What to produce
Rewrite the records below with "row-crop scouting" replaced by "orchard survey" wherever it occurs, leaving everything else as it is.

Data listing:
▼

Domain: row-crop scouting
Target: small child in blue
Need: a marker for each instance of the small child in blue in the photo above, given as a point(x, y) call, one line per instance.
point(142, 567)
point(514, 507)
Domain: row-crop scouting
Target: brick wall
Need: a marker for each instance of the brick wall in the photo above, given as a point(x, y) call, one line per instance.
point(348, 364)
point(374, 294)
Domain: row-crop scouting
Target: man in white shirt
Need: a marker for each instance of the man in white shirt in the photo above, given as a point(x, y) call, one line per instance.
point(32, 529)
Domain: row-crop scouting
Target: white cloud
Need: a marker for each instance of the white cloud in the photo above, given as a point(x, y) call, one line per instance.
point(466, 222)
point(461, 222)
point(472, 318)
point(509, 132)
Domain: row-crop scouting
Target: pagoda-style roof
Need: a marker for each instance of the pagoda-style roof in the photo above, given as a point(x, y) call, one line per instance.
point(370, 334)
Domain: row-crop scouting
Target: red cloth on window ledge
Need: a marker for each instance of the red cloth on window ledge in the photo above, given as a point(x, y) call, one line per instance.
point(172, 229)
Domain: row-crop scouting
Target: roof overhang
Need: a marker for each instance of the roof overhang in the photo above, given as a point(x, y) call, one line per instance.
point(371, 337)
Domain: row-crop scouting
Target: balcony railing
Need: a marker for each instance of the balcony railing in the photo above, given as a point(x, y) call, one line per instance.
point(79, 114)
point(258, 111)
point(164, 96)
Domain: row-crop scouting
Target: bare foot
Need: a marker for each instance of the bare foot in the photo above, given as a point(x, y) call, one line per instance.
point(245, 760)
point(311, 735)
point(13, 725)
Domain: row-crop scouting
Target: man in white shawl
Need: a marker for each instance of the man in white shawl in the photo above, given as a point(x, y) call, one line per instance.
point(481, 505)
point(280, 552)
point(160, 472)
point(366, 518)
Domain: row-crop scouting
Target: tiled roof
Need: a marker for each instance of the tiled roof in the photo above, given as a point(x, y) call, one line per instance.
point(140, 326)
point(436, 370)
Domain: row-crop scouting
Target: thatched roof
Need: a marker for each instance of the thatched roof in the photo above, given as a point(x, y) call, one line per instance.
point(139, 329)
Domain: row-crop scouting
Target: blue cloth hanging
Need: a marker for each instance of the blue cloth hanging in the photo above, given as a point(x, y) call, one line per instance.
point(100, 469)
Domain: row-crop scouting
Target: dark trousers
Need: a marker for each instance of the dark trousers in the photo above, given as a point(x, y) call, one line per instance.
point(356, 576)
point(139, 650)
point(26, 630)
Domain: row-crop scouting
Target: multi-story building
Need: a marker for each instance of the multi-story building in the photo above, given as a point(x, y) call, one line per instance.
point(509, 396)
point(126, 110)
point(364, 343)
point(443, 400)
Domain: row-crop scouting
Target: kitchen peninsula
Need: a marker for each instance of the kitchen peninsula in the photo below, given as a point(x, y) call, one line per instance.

▲

Written response
Domain: orchard survey
Target: small child in blue
Need: a marker for each instance of the small child in blue in the photo above, given as a point(x, y) call, one line per instance.
point(142, 567)
point(514, 507)
Domain: orchard survey
Target: brick wall
Need: a marker for each instance of the brick wall in the photo above, given as a point(x, y) call, one line per instance.
point(348, 364)
point(374, 294)
Domain: orchard survey
Target: man in white shirt
Need: a marker for each instance of the man in white shirt in the photo above, given as a point(x, y) call, one line per instance.
point(32, 529)
Domain: orchard survey
Target: white cloud
Need: a marker for each instance of the white cloud in the photo above, given as a point(x, y) call, one line per instance.
point(466, 222)
point(461, 222)
point(472, 318)
point(509, 132)
Domain: orchard survey
Target: pagoda-style roof
Need: a marker for each instance of the pagoda-style roof in the photo above, given as a point(x, y) call, one line per instance.
point(370, 334)
Domain: orchard survey
Target: red cloth on window ledge
Need: a marker for each instance of the red cloth on window ledge in the photo above, given as a point(x, y) call, one line per instance.
point(172, 229)
Domain: orchard survey
Target: roof overhang
Need: a marker for each instance of the roof overhang in the photo above, given as a point(x, y) call, one line per instance.
point(371, 337)
Domain: orchard survey
Target: balcony railing
Need: a marker for each instance of the balcony railing in the photo above, given as a point(x, y) call, one line per instance.
point(79, 114)
point(258, 111)
point(164, 96)
Domain: orchard survey
Target: bare foot
Need: a marker for each instance of the bare foot in the photo above, given as a point(x, y) call, one line per instance.
point(245, 760)
point(311, 735)
point(13, 725)
Domain: orchard survey
Target: man in white shawl
Need: a marker for each instance of the man in white shawl in the photo above, given as a point(x, y) call, one line per instance.
point(481, 505)
point(280, 552)
point(160, 472)
point(366, 518)
Domain: orchard survey
Target: tiled roof
Need: a marker for each instance of the tiled roof in the photo above, given as a point(x, y) call, one line per instance.
point(140, 326)
point(436, 370)
Domain: orchard survey
Target: thatched roof
Need: a marker for each instance of the thatched roof in the photo above, given as a point(x, y) call, one line per instance.
point(139, 329)
Domain: orchard survey
Target: blue cloth hanging
Need: a marker for each instance of the blue cloth hanging in the photo above, given as a point(x, y) call, one line per instance.
point(100, 469)
Domain: orchard survey
Target: dark trousers
Need: a marker for each instance of the dark trousers in the photo above, given as a point(x, y) call, one line per instance.
point(356, 576)
point(139, 650)
point(26, 630)
Domain: orchard survey
Target: multi-story building
Need: a marker for each instance of the multi-story building in the photo above, given as a point(x, y) call, one line per instance.
point(509, 396)
point(126, 110)
point(364, 343)
point(443, 400)
Domain: orchard survey
Target: kitchen peninsula
Need: a marker for each instance of the kitchen peninsula in the photo below, given as a point(x, y) call, one line per instance.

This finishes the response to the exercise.